Write the line that includes "on petal in the photo above." and all subsequent lines, exactly as written, and nothing more.
-- start GIVEN DATA --
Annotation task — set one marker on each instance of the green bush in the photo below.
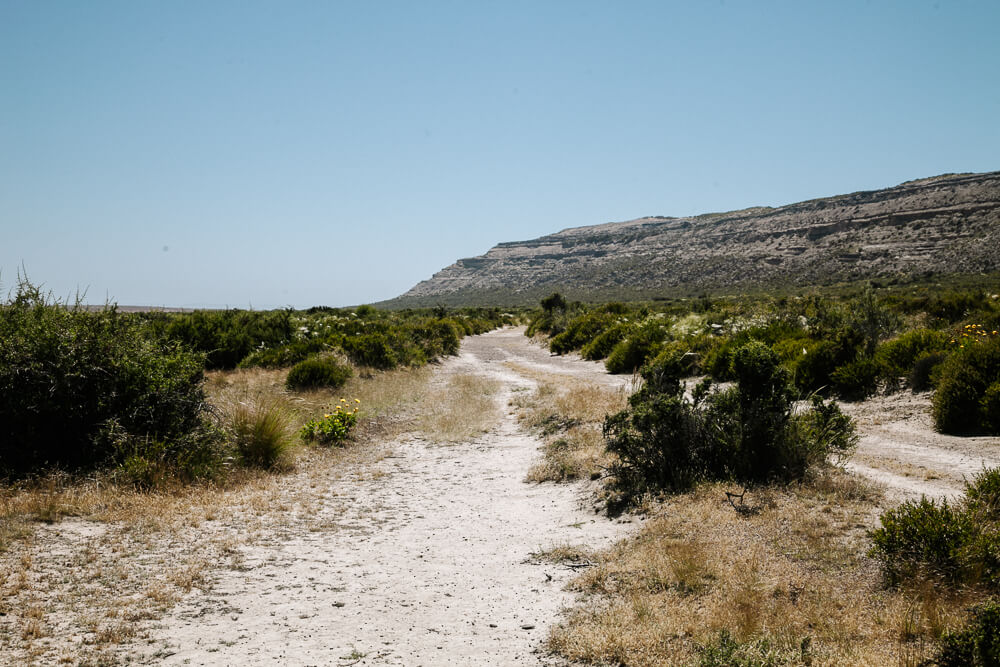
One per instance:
(581, 330)
(600, 347)
(227, 336)
(81, 389)
(924, 370)
(989, 408)
(959, 543)
(813, 370)
(898, 356)
(333, 428)
(747, 433)
(372, 350)
(975, 645)
(318, 372)
(965, 377)
(631, 353)
(922, 537)
(284, 356)
(856, 380)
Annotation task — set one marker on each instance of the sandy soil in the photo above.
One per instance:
(431, 561)
(900, 449)
(418, 553)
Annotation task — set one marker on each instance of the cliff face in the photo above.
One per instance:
(942, 225)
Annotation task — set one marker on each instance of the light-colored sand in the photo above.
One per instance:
(420, 557)
(431, 562)
(899, 448)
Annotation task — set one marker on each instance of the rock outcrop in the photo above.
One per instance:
(942, 225)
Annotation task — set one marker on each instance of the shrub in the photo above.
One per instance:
(990, 408)
(227, 336)
(975, 645)
(372, 350)
(965, 377)
(80, 389)
(284, 355)
(600, 347)
(872, 319)
(959, 543)
(580, 331)
(812, 371)
(747, 433)
(898, 356)
(318, 372)
(631, 353)
(856, 380)
(334, 427)
(921, 537)
(924, 370)
(259, 432)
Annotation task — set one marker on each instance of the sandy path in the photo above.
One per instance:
(900, 448)
(429, 562)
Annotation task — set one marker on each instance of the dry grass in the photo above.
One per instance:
(790, 577)
(570, 414)
(464, 408)
(86, 564)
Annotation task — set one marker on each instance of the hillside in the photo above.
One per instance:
(930, 227)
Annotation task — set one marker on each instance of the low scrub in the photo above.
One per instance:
(632, 352)
(967, 389)
(602, 345)
(334, 427)
(975, 645)
(82, 389)
(747, 433)
(958, 543)
(320, 372)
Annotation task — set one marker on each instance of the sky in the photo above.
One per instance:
(271, 154)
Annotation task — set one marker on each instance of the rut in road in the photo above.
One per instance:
(430, 561)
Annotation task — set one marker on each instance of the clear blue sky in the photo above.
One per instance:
(302, 153)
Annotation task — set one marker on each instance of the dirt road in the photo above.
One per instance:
(900, 449)
(428, 560)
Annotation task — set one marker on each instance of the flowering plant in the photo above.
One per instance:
(334, 426)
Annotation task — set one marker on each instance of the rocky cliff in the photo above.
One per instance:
(942, 225)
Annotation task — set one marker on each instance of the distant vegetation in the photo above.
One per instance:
(739, 391)
(847, 346)
(81, 390)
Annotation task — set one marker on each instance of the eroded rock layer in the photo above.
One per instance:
(941, 225)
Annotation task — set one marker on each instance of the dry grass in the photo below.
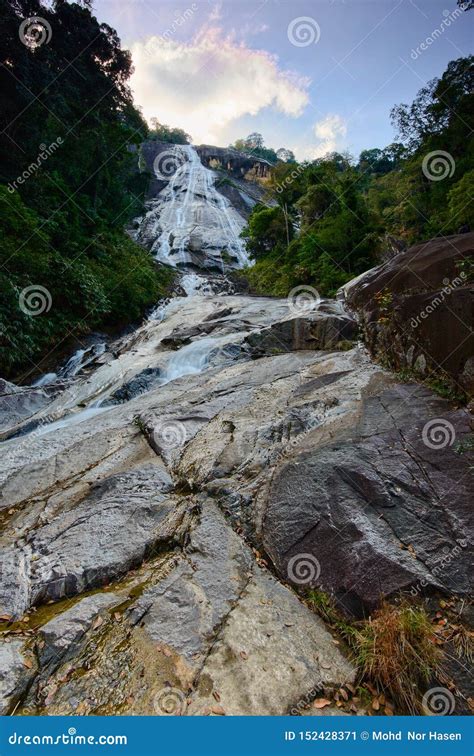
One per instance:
(394, 649)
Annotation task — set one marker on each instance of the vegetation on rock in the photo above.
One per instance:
(68, 169)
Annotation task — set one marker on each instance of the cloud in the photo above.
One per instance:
(204, 85)
(330, 133)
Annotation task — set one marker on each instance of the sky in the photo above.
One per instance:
(313, 76)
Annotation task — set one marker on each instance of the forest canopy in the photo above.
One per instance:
(328, 220)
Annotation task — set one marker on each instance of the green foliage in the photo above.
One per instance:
(254, 144)
(63, 213)
(330, 216)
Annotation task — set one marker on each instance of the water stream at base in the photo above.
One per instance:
(189, 204)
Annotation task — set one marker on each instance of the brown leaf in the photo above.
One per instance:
(320, 703)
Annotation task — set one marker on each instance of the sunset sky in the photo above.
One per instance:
(312, 76)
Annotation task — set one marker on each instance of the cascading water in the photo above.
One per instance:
(191, 226)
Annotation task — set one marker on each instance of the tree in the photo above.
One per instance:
(443, 103)
(286, 156)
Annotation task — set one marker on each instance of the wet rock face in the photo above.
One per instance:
(417, 310)
(17, 670)
(188, 223)
(383, 511)
(152, 532)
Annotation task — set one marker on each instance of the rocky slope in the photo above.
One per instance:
(416, 304)
(166, 507)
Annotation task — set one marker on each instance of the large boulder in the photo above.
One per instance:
(416, 310)
(381, 508)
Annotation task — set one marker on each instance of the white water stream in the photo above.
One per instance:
(190, 222)
(191, 225)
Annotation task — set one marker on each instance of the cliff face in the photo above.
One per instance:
(169, 499)
(239, 164)
(417, 310)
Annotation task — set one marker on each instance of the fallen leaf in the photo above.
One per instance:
(216, 709)
(320, 703)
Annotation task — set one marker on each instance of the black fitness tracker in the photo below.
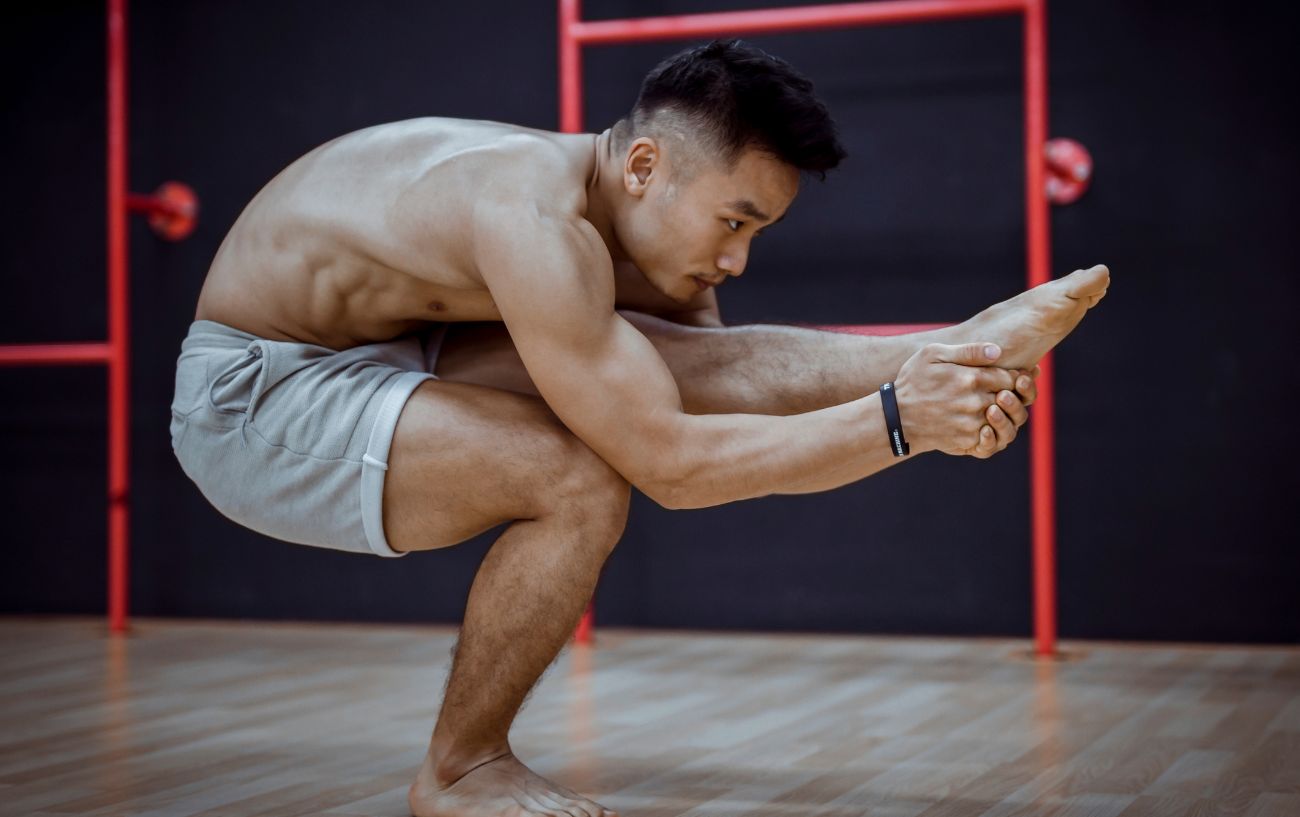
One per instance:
(893, 423)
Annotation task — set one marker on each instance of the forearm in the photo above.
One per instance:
(778, 370)
(726, 457)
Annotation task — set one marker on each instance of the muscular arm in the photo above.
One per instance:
(553, 281)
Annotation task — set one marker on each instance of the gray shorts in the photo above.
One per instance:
(290, 439)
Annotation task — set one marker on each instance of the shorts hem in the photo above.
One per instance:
(375, 462)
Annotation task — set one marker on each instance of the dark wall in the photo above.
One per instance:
(1175, 437)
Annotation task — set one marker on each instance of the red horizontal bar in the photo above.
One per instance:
(779, 21)
(55, 354)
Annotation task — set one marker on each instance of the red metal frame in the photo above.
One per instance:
(115, 353)
(573, 33)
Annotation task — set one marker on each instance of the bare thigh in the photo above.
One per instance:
(484, 353)
(467, 458)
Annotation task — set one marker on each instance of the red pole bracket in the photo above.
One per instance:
(173, 210)
(1069, 171)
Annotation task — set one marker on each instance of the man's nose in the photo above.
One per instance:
(731, 263)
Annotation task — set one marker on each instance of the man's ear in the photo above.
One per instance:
(640, 164)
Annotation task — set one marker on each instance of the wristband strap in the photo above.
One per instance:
(893, 423)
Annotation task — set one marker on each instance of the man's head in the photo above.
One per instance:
(710, 154)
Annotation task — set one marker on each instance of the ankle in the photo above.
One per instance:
(445, 764)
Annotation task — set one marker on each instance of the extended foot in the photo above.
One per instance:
(1028, 325)
(501, 787)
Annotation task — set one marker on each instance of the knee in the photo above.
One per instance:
(590, 495)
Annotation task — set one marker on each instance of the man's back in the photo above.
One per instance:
(367, 237)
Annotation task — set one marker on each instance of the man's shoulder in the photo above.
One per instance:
(531, 172)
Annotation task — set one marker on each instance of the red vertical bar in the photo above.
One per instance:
(118, 374)
(1041, 432)
(571, 121)
(571, 68)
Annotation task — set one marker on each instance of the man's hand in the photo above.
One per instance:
(954, 400)
(1006, 415)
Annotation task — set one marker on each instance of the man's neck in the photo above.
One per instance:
(602, 191)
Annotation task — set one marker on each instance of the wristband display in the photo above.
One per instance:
(893, 423)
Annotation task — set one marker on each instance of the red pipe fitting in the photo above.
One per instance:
(1069, 171)
(173, 210)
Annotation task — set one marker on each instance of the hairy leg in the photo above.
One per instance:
(466, 459)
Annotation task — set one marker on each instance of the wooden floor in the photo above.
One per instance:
(273, 720)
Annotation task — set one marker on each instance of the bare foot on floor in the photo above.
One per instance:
(1028, 325)
(501, 787)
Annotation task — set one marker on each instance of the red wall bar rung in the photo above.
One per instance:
(784, 20)
(55, 354)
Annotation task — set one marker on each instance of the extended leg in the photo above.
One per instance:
(765, 368)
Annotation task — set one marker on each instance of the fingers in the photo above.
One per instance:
(1027, 387)
(1004, 429)
(1013, 407)
(993, 380)
(965, 354)
(1090, 282)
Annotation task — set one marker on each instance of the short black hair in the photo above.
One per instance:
(739, 96)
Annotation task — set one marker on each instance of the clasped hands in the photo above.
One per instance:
(958, 401)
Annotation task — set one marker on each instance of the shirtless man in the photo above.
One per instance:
(586, 357)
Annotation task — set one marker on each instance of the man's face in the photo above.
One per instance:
(690, 230)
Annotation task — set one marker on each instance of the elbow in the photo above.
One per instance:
(662, 493)
(675, 491)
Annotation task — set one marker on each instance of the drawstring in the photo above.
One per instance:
(234, 371)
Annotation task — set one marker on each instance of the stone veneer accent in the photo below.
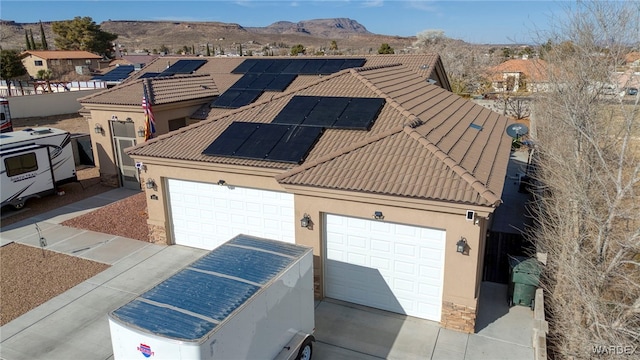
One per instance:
(458, 317)
(109, 179)
(317, 291)
(157, 234)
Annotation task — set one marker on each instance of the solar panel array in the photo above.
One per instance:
(183, 67)
(276, 75)
(297, 66)
(331, 112)
(271, 142)
(118, 74)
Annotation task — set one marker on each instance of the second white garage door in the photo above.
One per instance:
(206, 215)
(388, 266)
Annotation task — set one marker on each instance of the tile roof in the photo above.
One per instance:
(534, 69)
(61, 54)
(162, 90)
(421, 145)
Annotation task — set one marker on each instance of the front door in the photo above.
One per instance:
(124, 136)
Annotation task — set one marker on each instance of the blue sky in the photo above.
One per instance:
(475, 21)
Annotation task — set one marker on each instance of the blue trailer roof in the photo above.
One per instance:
(191, 303)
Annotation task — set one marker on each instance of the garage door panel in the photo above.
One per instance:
(385, 265)
(206, 215)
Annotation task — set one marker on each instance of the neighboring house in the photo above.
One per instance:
(60, 62)
(384, 174)
(519, 75)
(632, 59)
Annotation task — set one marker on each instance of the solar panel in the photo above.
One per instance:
(272, 142)
(261, 66)
(296, 144)
(149, 75)
(296, 110)
(259, 144)
(262, 81)
(326, 112)
(360, 114)
(312, 67)
(278, 66)
(295, 66)
(280, 82)
(245, 81)
(231, 139)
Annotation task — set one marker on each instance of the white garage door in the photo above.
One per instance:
(206, 215)
(388, 266)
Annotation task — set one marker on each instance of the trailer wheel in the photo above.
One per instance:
(306, 350)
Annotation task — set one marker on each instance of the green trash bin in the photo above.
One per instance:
(524, 277)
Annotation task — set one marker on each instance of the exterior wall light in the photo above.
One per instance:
(461, 246)
(305, 221)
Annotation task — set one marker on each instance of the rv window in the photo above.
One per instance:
(18, 165)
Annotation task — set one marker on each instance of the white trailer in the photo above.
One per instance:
(34, 163)
(250, 298)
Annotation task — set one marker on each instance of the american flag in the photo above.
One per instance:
(150, 121)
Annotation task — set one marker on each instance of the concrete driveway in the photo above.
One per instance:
(74, 324)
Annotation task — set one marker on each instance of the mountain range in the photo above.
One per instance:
(134, 36)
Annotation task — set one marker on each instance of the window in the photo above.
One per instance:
(21, 164)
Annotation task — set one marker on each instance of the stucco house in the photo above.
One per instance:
(519, 75)
(60, 62)
(389, 176)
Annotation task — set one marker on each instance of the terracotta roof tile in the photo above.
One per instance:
(420, 146)
(163, 90)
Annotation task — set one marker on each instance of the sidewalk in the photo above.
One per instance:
(74, 324)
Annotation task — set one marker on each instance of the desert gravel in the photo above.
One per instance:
(31, 276)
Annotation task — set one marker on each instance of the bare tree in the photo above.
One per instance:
(464, 63)
(588, 205)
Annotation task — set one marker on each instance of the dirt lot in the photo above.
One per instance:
(29, 276)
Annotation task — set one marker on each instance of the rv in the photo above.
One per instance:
(34, 163)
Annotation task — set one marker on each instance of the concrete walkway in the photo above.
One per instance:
(74, 324)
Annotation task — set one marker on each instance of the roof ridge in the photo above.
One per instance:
(413, 119)
(110, 90)
(467, 176)
(339, 152)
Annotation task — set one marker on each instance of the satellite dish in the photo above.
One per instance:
(517, 130)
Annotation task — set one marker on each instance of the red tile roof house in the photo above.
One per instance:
(60, 62)
(506, 76)
(384, 206)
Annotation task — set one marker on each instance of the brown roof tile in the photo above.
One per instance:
(420, 146)
(162, 90)
(62, 54)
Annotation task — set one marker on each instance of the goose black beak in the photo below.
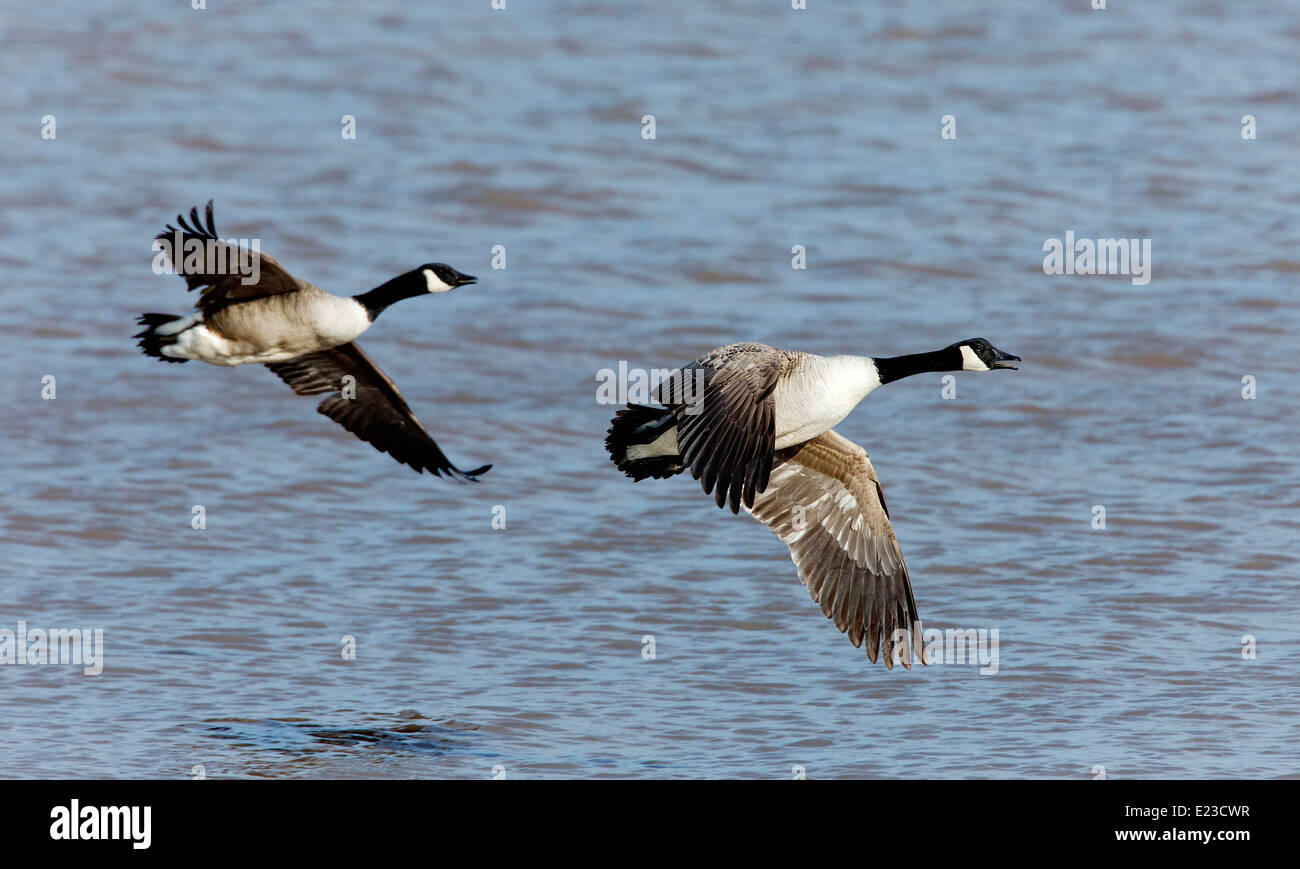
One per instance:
(1002, 358)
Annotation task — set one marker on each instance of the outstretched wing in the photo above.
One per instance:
(824, 502)
(376, 413)
(225, 271)
(727, 419)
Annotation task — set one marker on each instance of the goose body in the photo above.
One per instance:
(304, 334)
(755, 426)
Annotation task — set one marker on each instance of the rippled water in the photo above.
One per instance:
(520, 648)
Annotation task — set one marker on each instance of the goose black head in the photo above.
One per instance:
(440, 277)
(979, 354)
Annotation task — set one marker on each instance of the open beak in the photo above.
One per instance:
(1001, 359)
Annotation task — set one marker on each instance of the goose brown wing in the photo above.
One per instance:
(824, 502)
(376, 413)
(221, 275)
(727, 419)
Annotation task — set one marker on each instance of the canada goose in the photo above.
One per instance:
(755, 423)
(258, 312)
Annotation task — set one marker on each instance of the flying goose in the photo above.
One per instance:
(755, 424)
(252, 311)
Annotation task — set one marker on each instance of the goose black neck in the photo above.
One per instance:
(381, 297)
(898, 367)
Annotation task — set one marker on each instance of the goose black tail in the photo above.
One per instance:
(151, 342)
(637, 426)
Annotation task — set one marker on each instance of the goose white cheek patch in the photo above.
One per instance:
(434, 282)
(970, 362)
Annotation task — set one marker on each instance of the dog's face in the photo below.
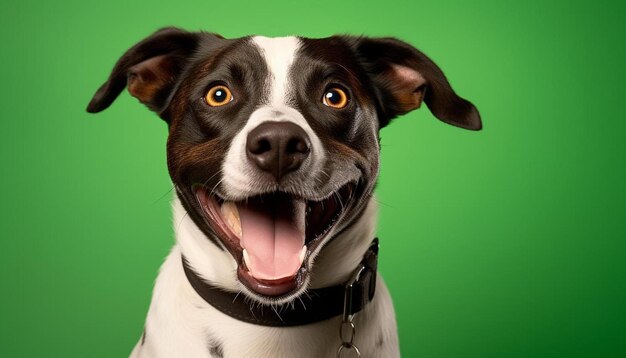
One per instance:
(273, 143)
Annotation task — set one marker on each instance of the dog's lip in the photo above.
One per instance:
(275, 289)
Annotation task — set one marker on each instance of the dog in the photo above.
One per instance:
(273, 150)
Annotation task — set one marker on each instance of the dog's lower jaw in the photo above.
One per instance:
(181, 324)
(334, 265)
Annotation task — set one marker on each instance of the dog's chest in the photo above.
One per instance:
(181, 324)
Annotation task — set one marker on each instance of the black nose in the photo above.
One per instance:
(278, 147)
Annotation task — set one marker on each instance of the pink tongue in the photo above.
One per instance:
(273, 236)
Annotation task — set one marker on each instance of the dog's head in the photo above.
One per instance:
(273, 143)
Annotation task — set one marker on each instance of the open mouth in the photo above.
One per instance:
(272, 236)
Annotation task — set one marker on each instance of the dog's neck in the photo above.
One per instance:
(334, 265)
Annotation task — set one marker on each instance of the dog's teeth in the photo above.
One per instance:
(246, 258)
(231, 217)
(302, 254)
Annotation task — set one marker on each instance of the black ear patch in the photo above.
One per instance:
(150, 68)
(403, 77)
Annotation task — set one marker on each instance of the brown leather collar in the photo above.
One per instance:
(316, 306)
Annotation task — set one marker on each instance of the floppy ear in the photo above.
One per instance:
(403, 77)
(151, 69)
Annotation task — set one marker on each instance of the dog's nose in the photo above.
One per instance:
(278, 147)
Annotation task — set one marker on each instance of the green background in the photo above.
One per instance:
(503, 243)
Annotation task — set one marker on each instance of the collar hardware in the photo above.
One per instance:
(318, 305)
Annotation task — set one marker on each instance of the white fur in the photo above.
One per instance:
(238, 178)
(181, 324)
(279, 54)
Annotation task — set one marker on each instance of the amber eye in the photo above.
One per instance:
(218, 96)
(335, 97)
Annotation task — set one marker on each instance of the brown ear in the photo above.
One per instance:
(403, 77)
(151, 69)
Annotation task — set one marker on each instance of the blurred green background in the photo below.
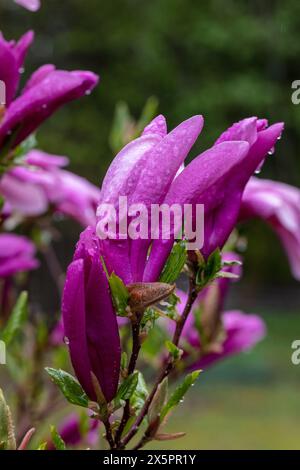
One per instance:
(224, 59)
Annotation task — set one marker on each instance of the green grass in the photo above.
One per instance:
(251, 401)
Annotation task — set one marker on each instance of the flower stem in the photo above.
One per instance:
(136, 346)
(166, 370)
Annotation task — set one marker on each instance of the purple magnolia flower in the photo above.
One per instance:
(71, 433)
(242, 332)
(31, 5)
(221, 334)
(279, 205)
(30, 190)
(143, 171)
(17, 254)
(46, 91)
(149, 171)
(89, 319)
(217, 179)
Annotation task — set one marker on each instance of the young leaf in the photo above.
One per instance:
(7, 435)
(140, 394)
(127, 387)
(213, 265)
(175, 352)
(209, 271)
(158, 401)
(124, 361)
(174, 264)
(16, 319)
(179, 393)
(169, 437)
(42, 446)
(69, 386)
(119, 293)
(58, 442)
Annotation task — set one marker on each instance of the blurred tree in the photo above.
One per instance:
(225, 59)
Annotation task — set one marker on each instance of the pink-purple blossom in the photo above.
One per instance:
(71, 433)
(90, 322)
(17, 254)
(40, 184)
(31, 5)
(211, 334)
(278, 204)
(46, 90)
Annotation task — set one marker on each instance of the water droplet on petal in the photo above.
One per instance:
(271, 151)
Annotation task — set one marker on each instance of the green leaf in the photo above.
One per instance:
(175, 352)
(127, 387)
(210, 270)
(58, 442)
(69, 386)
(16, 319)
(25, 146)
(148, 113)
(227, 275)
(175, 263)
(122, 127)
(42, 446)
(7, 435)
(124, 360)
(159, 401)
(214, 264)
(119, 293)
(179, 393)
(140, 394)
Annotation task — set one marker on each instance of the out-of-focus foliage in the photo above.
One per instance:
(223, 59)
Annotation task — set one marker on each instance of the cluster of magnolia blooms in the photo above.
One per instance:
(149, 170)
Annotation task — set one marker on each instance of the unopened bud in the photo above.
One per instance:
(142, 295)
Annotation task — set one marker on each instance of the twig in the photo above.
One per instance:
(136, 346)
(108, 434)
(167, 369)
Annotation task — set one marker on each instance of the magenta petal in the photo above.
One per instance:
(44, 160)
(28, 111)
(102, 331)
(74, 318)
(17, 254)
(279, 205)
(243, 331)
(39, 75)
(157, 126)
(243, 130)
(31, 5)
(89, 319)
(210, 179)
(158, 170)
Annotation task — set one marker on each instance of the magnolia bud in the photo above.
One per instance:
(142, 295)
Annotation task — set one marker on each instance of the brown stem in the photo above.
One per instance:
(108, 434)
(167, 369)
(136, 346)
-- end GIVEN DATA --
### EXERCISE RESPONSE
Annotation task — set one marker on each instance of the water droplet on petal in the photo above.
One per instance:
(271, 151)
Annotation task — set one marker on each instance of the green leaf in the photo above.
One per instance:
(175, 352)
(127, 387)
(210, 270)
(58, 442)
(69, 386)
(16, 319)
(25, 146)
(148, 113)
(227, 275)
(175, 263)
(122, 127)
(42, 446)
(7, 435)
(124, 360)
(159, 401)
(214, 264)
(119, 293)
(179, 393)
(140, 394)
Annotation task — set one marker on each instance of the out-of-focus foliage in the photo above.
One per instance:
(223, 59)
Annotation task — set one marker on each instance of the cluster of magnolia blooms in the photo above.
One per instance:
(149, 170)
Annotation task — set one marker on each instance of the unopened bud in the photo above.
One per instance:
(142, 295)
Annotation task — set one marker on each instance of the twig in the photo above.
One per instance:
(136, 346)
(108, 434)
(167, 369)
Annotation task — set one marker on each instance of the magenta petal in the photo above.
One per instance:
(44, 160)
(28, 111)
(102, 331)
(74, 318)
(17, 254)
(279, 205)
(243, 331)
(39, 75)
(157, 126)
(243, 130)
(31, 5)
(89, 319)
(210, 179)
(158, 170)
Annotation task — set one marker on each instance of the magnolia bud in the photo above.
One per instance:
(142, 295)
Annotation task — set one marker on each instance of the brown stem in the photo above.
One per instance:
(108, 434)
(167, 369)
(136, 346)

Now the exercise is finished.